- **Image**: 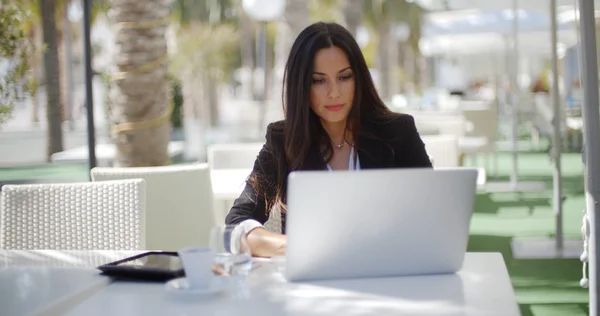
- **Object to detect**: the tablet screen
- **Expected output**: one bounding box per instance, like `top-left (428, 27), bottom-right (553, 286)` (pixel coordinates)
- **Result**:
top-left (118, 254), bottom-right (182, 270)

───

Exercise details :: Quote the listing above word for word, leaving out the picture.

Result ::
- **Image**: 
- **Object to detect**: the tablet screen
- **Expected output**: one bounding box per instance, like `top-left (428, 27), bottom-right (553, 286)` (pixel coordinates)
- **Result**:
top-left (118, 254), bottom-right (182, 270)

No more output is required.